Reading text
At first, the writing is quite hard to get into. Dr Hannan writes in lengthy sentences, which are not always well controlled, and uses some academic language and concepts in these early chapters. This might suit his professional identity, but it is a bit distancing for the reader. There are also detailed explanations of Brownian motion and a random product associated with kidney disease, which isn't necessarily relevant or of interest to the audience, and it delays us getting into the travel portion of the book. Thankfully, this tendency fades as the book continues, but some readers might be put off by this early section.
Once their travels start in earnest, the book becomes more interesting; however, there are major structural issues. Dr Hannan mentions that a lot of the chapters started originally as blog posts, and you can see how they would suit that structure. Unfortunately, they are not always edited together well enough to work as a book, and the writer's decision to focus on his very subjective experiences of work conferences, meeting friends, and travel arrangements makes for dull reading when lumped together. We need less attention given to these personal anecdotes and more to exploring the country and its inhabitants, as this would help his experiences feel relevant to his audience. Even when he does talk about specific excursions or great meals out, he doesn't always specify where they were or which restaurant they visited, so there isn't enough detail to build up a picture for the reader. The book didn't teach me anything more about these countries or inspire me to visit, which seems like a significant failing. The photos don't help either, as they are much more like the holiday snaps your parents might show you, rather than pictures that illustrate the country and its culture.
The book works best when Dr Hannan focuses on the country, its inhabitants and the more universal experiences he had there. There are interesting insights into what it's like to be in a place very prone to earthquakes, for instance, and the section towards the end where they visit the Atacama desert contains the most evocative and lively description in the whole book. However, these genuine insights into South America are few and far between, with more time given to monotonous stories of lost keys, travel stresses, and frequent encounters with other Australians. There isn't even a real conclusion, somewhere for Dr Hannan to sum up what he learnt from the experience and to bring everything together. Again, this absence might have made sense within the blog format, but leaves the book feeling unfinished.

Apply what you read
1) Rewrite the book review beginning at the words "The book works" and stopping after "book feeling unfinished.", substituting "tremors" for "earthquakes".
2) According to the book review, what subjective experiences does the writer focus on that make for dull reading when lumped together?
The rows that follow come from a different source than the book review.

Information given
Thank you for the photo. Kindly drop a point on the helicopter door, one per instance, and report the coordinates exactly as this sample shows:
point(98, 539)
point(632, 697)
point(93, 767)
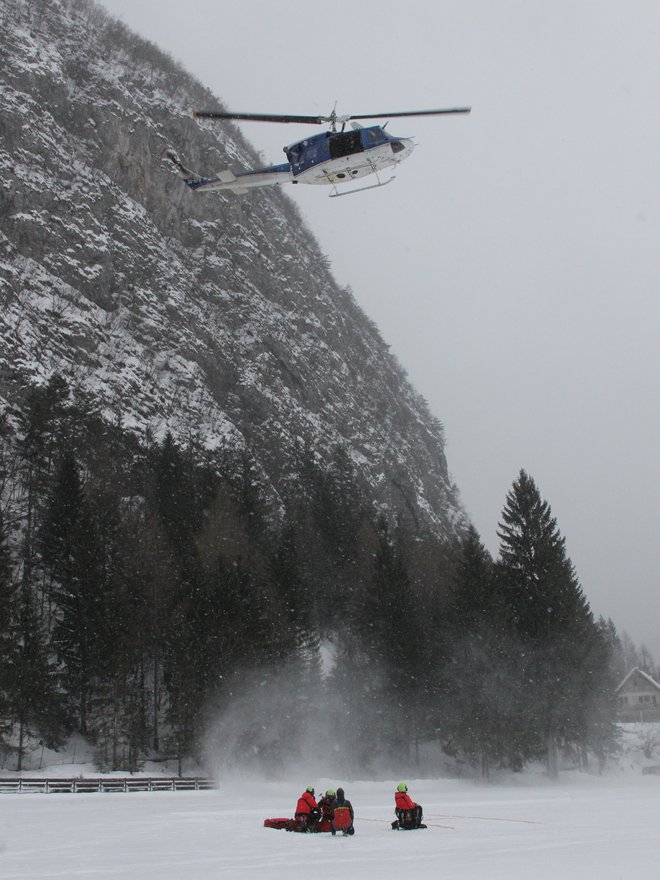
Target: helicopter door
point(345, 144)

Answers to the tasks
1)
The book works best when Dr Hannan focuses on the country, its inhabitants and the more universal experiences he had there. There are interesting insights into what it's like to be in a place very prone to tremors, for instance, and the section towards the end where they visit the Atacama desert contains the most evocative and lively description in the whole book. However, these genuine insights into South America are few and far between, with more time given to monotonous stories of lost keys, travel stresses, and frequent encounters with other Australians. There isn't even a real conclusion, somewhere for Dr Hannan to sum up what he learnt from the experience and to bring everything together. Again, this absence might have made sense within the blog format, but leaves the book feeling unfinished.

2)
- Work conferences
- Meeting friends
- Travel arrangements